Set exercise =
Update the entries so that "daisy white petal" becomes "white daisy petal", and leave everything else as it is.

Records for this task =
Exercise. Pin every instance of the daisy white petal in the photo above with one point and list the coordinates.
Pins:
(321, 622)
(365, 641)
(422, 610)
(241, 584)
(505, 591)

Answer to this task =
Exercise. Pin every instance of the white daisy petal in the photo above with one point and list the coordinates.
Pins:
(321, 622)
(365, 641)
(422, 610)
(241, 584)
(505, 591)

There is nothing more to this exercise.